[GIVEN EXERCISE A] Please count the lines in the rows below that contain the string "green", and give only that number.

[SOURCE EXTRACT]
┄┄┄┄┄┄
On Thu, May 21, 2015 at 05:35:02AM -0700, Stephane Eranian wrote:
> Peter,
>
> On Thu, May 21, 2015 at 4:17 AM, Peter Zijlstra <[email protected]> wrote:
> > Commit 43b4578071c0 ("perf/x86: Reduce stack usage of
> > x86_schedule_events()") violated the rule that 'fake' scheduling; as
> > used for event/group validation; should not change the event state.
> >
> > This went mostly un-noticed because repeated calls of
> > x86_pmu::get_event_constraints() would give the same result. And
> > x86_pmu::put_event_constraints() would mostly not do anything.
> >
> > Things could still go wrong esp. for shared_regs, because
> > cpuc->is_fake can return a different constraint and then the
> > put_event_constraint will not match up.
> >
> I don't follow this here. What do you mean by 'match up'?

Ah, I wrote that Changelog for a prior patch; which by writing the
changelog I found faulty.

But I then forgot to update the Changelog.

I was under the impression put_event_constraints() would actually take
the constraint as an argument, and with the below example, it would not
do put on the same it would get.

> > Commit e979121b1b15 ("perf/x86/intel: Implement cross-HT corruption
> > bug workaround") made the situation much worse by actually setting the
> > event->hw.constraint value to NULL, so when validation and actual
> > scheduling interact we get NULL ptr derefs.
> >
>
> But x86_schedule_events() does reset the hw.constraint for each invocation:
>
> c = x86_pmu.get_event_constraints(cpuc, i, cpuc->event_list[i]);
> hwc->constraint = c;

Yes, so if you have:

validate_group()

hwc->constraint = c;

<context switch>

c = hwc->constraint;

The second c might not be the first.

2015-05-21 13:07:24

by Stephane Eranian

[permalink] [raw]
Subject: Re: [PATCH 01/10] perf,x86: Fix event/group validation

On Thu, May 21, 2015 at 5:56 AM, Peter Zijlstra <[email protected]> wrote:
> On Thu, May 21, 2015 at 05:35:02AM -0700, Stephane Eranian wrote:
>> > Commit e979121b1b15 ("perf/x86/intel: Implement cross-HT corruption
>> > bug workaround") made the situation much worse by actually setting the
>> > event->hw.constraint value to NULL, so when validation and actual
>> > scheduling interact we get NULL ptr derefs.
>> >
>>
>> But x86_schedule_events() does reset the hw.constraint for each invocation:
>>
>> c = x86_pmu.get_event_constraints(cpuc, i, cpuc->event_list[i]);
>> hwc->constraint = c;
>
> Yes, so if you have:
>
> validate_group()
┄┄┄┄┄┄
[DATA ENTRIES]
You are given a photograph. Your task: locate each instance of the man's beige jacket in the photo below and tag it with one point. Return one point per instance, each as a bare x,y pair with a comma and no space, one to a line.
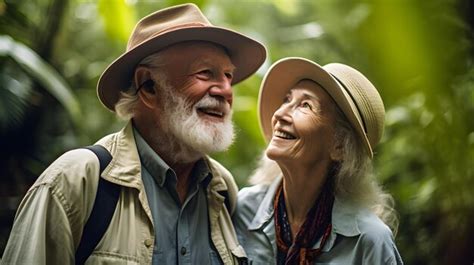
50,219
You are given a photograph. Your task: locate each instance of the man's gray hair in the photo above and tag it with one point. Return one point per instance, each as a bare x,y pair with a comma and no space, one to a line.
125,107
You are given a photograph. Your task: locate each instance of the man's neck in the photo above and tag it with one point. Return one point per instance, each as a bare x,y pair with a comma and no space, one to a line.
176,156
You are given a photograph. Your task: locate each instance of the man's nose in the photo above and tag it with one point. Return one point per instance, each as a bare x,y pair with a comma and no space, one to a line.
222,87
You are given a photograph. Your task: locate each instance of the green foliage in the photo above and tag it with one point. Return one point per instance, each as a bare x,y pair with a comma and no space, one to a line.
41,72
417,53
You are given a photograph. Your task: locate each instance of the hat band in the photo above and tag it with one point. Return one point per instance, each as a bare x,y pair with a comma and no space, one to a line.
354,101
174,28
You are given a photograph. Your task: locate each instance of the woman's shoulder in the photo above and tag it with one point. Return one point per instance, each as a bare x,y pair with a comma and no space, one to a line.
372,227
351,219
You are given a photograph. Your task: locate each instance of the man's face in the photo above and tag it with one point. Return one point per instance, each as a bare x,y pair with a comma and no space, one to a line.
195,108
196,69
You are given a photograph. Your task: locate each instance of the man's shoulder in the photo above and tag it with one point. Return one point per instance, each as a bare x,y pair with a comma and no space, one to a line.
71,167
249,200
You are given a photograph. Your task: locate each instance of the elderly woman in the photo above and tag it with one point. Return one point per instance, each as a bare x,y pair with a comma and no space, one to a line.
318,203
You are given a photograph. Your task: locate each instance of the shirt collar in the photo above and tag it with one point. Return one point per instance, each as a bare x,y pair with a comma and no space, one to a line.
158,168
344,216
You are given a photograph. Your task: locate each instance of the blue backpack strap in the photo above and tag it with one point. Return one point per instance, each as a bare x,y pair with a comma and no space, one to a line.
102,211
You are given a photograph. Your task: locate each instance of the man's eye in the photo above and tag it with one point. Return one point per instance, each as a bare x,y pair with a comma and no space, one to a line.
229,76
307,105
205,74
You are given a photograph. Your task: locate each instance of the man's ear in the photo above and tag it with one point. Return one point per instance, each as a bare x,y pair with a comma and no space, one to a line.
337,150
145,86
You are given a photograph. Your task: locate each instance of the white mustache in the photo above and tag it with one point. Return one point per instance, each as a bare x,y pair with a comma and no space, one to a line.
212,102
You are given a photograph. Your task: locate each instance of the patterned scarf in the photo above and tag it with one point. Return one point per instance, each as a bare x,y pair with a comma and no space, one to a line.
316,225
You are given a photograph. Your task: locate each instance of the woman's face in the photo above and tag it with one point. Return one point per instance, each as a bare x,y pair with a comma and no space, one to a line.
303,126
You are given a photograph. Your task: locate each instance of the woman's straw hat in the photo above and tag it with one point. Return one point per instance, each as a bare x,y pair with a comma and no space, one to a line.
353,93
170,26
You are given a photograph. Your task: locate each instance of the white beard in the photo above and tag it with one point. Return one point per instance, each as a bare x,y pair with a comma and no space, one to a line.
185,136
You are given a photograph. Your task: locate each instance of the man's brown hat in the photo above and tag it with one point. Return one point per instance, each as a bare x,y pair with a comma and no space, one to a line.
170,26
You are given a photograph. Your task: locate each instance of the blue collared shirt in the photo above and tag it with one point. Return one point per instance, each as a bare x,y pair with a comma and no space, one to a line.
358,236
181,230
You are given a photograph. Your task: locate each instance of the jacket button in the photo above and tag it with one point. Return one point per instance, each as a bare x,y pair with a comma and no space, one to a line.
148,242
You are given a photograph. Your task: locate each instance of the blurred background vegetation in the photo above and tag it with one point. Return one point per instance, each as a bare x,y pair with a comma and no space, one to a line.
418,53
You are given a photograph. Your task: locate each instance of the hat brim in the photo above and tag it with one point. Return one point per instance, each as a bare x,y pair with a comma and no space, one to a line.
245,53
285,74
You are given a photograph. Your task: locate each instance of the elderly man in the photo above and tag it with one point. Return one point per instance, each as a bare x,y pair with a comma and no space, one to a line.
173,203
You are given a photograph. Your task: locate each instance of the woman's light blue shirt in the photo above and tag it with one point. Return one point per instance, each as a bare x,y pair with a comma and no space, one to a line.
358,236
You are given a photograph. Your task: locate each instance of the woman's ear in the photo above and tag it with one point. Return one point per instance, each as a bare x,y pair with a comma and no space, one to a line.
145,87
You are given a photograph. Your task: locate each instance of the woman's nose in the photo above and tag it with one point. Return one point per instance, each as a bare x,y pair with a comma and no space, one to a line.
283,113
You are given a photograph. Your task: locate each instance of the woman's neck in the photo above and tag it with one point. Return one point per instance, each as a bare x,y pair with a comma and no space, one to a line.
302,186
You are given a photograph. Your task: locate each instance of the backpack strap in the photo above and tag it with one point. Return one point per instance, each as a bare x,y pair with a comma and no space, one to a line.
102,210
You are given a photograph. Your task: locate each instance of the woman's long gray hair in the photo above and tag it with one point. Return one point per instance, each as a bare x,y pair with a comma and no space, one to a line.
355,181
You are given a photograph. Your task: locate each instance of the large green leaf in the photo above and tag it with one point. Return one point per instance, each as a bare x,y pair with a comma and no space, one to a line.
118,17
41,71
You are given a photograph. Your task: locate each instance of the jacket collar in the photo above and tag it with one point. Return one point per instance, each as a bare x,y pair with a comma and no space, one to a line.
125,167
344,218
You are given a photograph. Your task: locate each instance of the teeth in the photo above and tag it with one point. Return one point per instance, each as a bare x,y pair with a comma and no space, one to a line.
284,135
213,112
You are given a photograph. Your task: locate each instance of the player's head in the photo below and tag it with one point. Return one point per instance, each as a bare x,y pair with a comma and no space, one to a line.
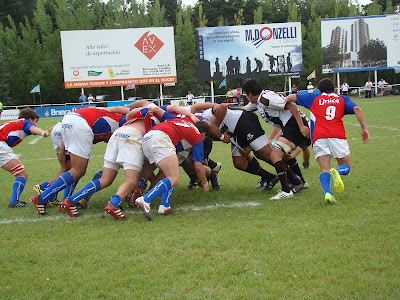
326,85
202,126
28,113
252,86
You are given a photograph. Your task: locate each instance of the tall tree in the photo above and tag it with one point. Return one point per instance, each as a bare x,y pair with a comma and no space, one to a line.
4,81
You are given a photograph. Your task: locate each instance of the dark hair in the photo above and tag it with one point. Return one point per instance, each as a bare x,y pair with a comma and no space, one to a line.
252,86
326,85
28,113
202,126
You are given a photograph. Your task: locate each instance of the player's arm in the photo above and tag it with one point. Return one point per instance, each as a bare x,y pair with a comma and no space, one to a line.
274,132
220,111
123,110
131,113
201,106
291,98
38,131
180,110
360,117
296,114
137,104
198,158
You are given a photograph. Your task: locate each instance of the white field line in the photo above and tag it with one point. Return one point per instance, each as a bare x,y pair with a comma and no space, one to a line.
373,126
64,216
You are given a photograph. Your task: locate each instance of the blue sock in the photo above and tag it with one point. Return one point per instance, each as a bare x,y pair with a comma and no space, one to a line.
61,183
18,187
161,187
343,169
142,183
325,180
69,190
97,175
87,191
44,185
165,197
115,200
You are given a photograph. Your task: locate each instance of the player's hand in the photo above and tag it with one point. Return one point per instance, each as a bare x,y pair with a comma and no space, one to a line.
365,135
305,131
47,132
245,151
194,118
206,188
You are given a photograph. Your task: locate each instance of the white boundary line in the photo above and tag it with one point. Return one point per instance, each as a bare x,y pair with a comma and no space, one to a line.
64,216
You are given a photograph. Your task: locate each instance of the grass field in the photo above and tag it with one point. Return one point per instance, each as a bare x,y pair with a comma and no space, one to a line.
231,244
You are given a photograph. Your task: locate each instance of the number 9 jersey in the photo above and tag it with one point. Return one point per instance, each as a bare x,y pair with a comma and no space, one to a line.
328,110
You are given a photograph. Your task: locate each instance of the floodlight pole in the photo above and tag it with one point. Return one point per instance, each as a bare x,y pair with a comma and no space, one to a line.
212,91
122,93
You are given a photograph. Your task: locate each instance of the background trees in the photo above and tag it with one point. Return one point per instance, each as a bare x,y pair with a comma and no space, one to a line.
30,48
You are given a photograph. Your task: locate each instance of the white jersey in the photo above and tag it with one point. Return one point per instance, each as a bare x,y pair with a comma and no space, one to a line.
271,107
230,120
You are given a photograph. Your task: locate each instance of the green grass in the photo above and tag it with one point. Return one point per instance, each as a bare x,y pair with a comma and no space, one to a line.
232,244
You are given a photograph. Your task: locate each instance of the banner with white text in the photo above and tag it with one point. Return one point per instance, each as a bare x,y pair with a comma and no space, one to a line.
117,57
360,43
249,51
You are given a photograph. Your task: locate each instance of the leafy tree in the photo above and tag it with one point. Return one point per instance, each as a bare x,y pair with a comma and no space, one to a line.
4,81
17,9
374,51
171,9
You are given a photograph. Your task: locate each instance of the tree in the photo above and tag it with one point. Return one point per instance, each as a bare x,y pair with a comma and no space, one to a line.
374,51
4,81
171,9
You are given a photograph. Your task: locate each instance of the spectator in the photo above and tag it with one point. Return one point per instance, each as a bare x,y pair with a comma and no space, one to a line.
┄┄┄┄┄┄
[GIVEN EXERCISE B] Give the passage of the mailing-list excerpt above starting with "Ah, I wrote" and going on through "it would get.", with "impression" replaced by "belief".

[COMPLETE RESPONSE A] 3

[COMPLETE RESPONSE B]
Ah, I wrote that Changelog for a prior patch; which by writing the
changelog I found faulty.

But I then forgot to update the Changelog.

I was under the belief put_event_constraints() would actually take
the constraint as an argument, and with the below example, it would not
do put on the same it would get.